Given records below:
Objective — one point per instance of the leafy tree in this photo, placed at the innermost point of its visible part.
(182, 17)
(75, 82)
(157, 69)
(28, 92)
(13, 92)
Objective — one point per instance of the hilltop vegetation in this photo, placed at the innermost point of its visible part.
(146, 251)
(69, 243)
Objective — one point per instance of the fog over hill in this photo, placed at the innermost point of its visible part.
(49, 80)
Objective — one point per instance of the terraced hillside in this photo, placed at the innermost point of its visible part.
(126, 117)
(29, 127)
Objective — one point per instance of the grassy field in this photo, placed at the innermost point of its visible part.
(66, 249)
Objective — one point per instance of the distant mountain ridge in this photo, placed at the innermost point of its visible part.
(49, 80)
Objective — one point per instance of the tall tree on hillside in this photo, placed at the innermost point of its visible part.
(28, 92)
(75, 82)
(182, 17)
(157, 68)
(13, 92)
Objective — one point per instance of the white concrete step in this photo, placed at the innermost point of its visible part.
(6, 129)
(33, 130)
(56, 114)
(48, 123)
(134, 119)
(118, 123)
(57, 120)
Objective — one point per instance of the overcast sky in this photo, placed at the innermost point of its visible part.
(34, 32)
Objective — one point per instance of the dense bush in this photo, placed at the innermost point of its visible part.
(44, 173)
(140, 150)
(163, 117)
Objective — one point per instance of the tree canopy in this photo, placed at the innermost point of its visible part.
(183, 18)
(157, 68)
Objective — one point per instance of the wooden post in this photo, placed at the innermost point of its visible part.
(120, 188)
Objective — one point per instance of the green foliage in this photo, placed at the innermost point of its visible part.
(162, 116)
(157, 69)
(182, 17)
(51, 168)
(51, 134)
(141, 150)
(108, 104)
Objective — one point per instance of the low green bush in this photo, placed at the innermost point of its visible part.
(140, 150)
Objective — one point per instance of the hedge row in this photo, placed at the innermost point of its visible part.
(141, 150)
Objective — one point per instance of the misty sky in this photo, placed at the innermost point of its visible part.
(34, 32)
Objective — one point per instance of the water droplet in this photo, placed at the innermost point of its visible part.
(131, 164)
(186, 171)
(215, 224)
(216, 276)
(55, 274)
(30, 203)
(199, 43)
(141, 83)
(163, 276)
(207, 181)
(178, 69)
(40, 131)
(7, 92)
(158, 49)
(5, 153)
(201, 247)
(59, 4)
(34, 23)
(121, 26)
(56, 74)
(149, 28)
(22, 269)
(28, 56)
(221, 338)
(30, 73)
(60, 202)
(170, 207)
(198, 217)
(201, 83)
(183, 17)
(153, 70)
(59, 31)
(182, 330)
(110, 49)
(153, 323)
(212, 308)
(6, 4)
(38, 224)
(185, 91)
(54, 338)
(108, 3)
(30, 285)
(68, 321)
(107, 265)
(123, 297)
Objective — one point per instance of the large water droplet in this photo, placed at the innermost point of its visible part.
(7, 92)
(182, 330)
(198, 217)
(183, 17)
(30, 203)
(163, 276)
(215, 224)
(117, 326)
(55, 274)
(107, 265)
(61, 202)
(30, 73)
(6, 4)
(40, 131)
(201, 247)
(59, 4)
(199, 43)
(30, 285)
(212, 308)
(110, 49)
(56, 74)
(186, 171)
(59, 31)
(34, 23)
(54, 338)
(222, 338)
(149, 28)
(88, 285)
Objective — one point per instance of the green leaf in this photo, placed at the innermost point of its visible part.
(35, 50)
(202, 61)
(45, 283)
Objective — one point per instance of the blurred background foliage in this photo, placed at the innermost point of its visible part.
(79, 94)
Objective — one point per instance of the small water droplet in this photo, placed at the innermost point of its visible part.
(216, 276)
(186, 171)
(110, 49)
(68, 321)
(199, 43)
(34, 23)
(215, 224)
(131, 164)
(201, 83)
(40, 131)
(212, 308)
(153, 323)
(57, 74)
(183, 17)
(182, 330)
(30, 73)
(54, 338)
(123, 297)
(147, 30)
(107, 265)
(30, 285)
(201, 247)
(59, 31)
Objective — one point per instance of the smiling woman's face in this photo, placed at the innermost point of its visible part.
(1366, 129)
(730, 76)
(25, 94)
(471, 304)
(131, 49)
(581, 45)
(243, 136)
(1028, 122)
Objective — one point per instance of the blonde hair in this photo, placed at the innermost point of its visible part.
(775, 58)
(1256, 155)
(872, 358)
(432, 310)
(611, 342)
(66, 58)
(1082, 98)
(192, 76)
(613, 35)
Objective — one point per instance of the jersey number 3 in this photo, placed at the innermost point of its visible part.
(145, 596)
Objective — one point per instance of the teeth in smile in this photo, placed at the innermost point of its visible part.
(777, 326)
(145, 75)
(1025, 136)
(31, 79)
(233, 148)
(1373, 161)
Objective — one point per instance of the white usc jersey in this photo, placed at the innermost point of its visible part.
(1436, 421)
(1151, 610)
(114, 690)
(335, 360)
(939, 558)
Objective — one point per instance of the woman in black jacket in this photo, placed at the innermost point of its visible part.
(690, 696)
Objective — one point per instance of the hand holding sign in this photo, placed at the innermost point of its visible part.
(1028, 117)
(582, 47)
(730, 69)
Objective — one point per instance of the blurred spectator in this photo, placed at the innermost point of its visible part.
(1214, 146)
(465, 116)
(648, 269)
End of Given records.
**Assigned task**
Transcribe all of the material exactly as it appears.

**Answer to this problem**
Objective — one point per instance of the leafy tree in this photo, placed at the innermost point of its visible part.
(182, 17)
(75, 82)
(157, 69)
(28, 92)
(13, 92)
Objective — one point per instance of the hilltop vegetation in this photo, placed at the innermost point of its visible part.
(146, 251)
(69, 243)
Objective — one point per instance of the fog over hill in this photo, placed at the innermost point of its visible part.
(49, 80)
Objective — one point per instance of the terraced hillside in this photo, placed at the innermost point of its visible part.
(126, 117)
(29, 127)
Objective — one point per instance of the grassy field in this photo, placed at the innermost point of its visible part.
(66, 249)
Objective — one point per instance of the distant mountain ridge in this photo, placed at the innermost point of its visible part.
(49, 80)
Objective — one point per instance of the tall tree on hillside in this photo, placed at the innermost point of its visible part.
(28, 92)
(75, 82)
(182, 17)
(157, 68)
(13, 92)
Objective — one point per instance of the white concrete step in this photo, placed at the innermost point of its visible part.
(6, 129)
(33, 130)
(56, 114)
(48, 123)
(134, 119)
(118, 123)
(57, 120)
Objective — one point per instance of the overcast sky in this photo, placed at the innermost point of its visible part.
(34, 32)
Objective — one point per instance of the dense bush in this photo, placed at the innermost point of its visible part.
(44, 173)
(140, 150)
(163, 117)
Objective — one point per instance of the tree canopy in this photo, placed at the innermost point of its visible part.
(183, 18)
(157, 68)
Objective — one point per instance of the wooden post in this photo, placed at the innermost point of its visible part.
(120, 188)
Objective — one point per instance of the green foliage in this photo, placed at the innermost point of its visible part.
(162, 116)
(157, 69)
(182, 17)
(51, 168)
(51, 134)
(141, 150)
(108, 104)
Objective — one point per instance of the low green bush in this photo, placed at the innermost point of its visible part.
(140, 150)
Objective — one point per instance of the hedge row in this photo, placed at the innermost point of its visible part.
(141, 150)
Objective — one point per instance of the misty sky in this photo, placed at the innermost point of its visible part.
(34, 32)
Objective — one point per instance of the water droplet in this photo, placed at the innermost point of its visible part.
(131, 164)
(186, 171)
(215, 224)
(216, 276)
(55, 274)
(30, 203)
(199, 43)
(141, 83)
(163, 276)
(207, 181)
(178, 69)
(40, 131)
(7, 92)
(158, 49)
(5, 153)
(201, 247)
(59, 4)
(34, 23)
(121, 26)
(56, 74)
(149, 28)
(22, 269)
(28, 56)
(221, 338)
(30, 73)
(60, 202)
(170, 207)
(198, 217)
(201, 83)
(183, 17)
(153, 70)
(59, 31)
(182, 330)
(110, 49)
(153, 323)
(212, 308)
(6, 4)
(38, 224)
(185, 91)
(54, 338)
(108, 3)
(30, 285)
(68, 321)
(107, 265)
(123, 297)
Objective — one point per instance of the large water droplet in this photo, placed at the innermost point of its visible part.
(7, 92)
(182, 330)
(198, 217)
(183, 17)
(30, 203)
(163, 276)
(215, 224)
(117, 326)
(55, 274)
(107, 265)
(61, 202)
(30, 73)
(6, 4)
(40, 131)
(201, 247)
(59, 4)
(199, 43)
(30, 285)
(212, 308)
(110, 49)
(56, 74)
(186, 171)
(59, 31)
(34, 23)
(54, 338)
(222, 338)
(149, 28)
(88, 285)
Objective — one point per instance of the green leaf in this photo, placed at the innermost point of its visible part.
(35, 50)
(202, 61)
(45, 283)
Objective — one point per instance of the blurred background foliage in this photo, placed at the innermost point of its visible part.
(79, 94)
Objective — one point per instance of the small water droplet in this photo, placed at the innermost point of its visible part.
(216, 276)
(186, 171)
(110, 49)
(68, 321)
(199, 43)
(34, 23)
(215, 224)
(131, 164)
(201, 83)
(40, 131)
(212, 308)
(153, 323)
(57, 74)
(183, 17)
(182, 330)
(30, 73)
(54, 338)
(123, 297)
(147, 30)
(107, 265)
(30, 285)
(201, 247)
(59, 31)
Objective — one point per instance of the smiling woman's face in this photo, placed at the innermost point of its visible part.
(1366, 129)
(730, 76)
(25, 94)
(471, 304)
(131, 49)
(581, 45)
(243, 136)
(1028, 122)
Objective — one point per instance of the blonde hair in this photo, placed at the innermost point of its visible part.
(775, 58)
(1256, 155)
(872, 358)
(432, 310)
(611, 342)
(66, 58)
(1082, 98)
(192, 76)
(613, 35)
Objective — one point per instance of the jersey number 3 in this photo, placed at the innermost point of its visible part.
(145, 596)
Objective — one point per instance of the teeth in smile in this photo, placed at the innermost point of its visible part.
(777, 326)
(145, 75)
(1025, 136)
(31, 79)
(233, 148)
(1373, 161)
Objective — one point per instance of the white usc jersey in this photo, placed at the innermost point of its visible part.
(1436, 421)
(1151, 610)
(114, 690)
(335, 360)
(939, 558)
Objective — one point per instance of the woman in black jacket in this photo, placed at the innermost point of its visible part.
(690, 696)
Objective — one point per instance of the hand holding sign in this photo, placed at the innermost point of its visible part.
(1028, 117)
(582, 47)
(730, 69)
Objective — one point per instance of the blurred spectator in this photo, placed at the innermost point of its visible part.
(1214, 146)
(465, 116)
(648, 269)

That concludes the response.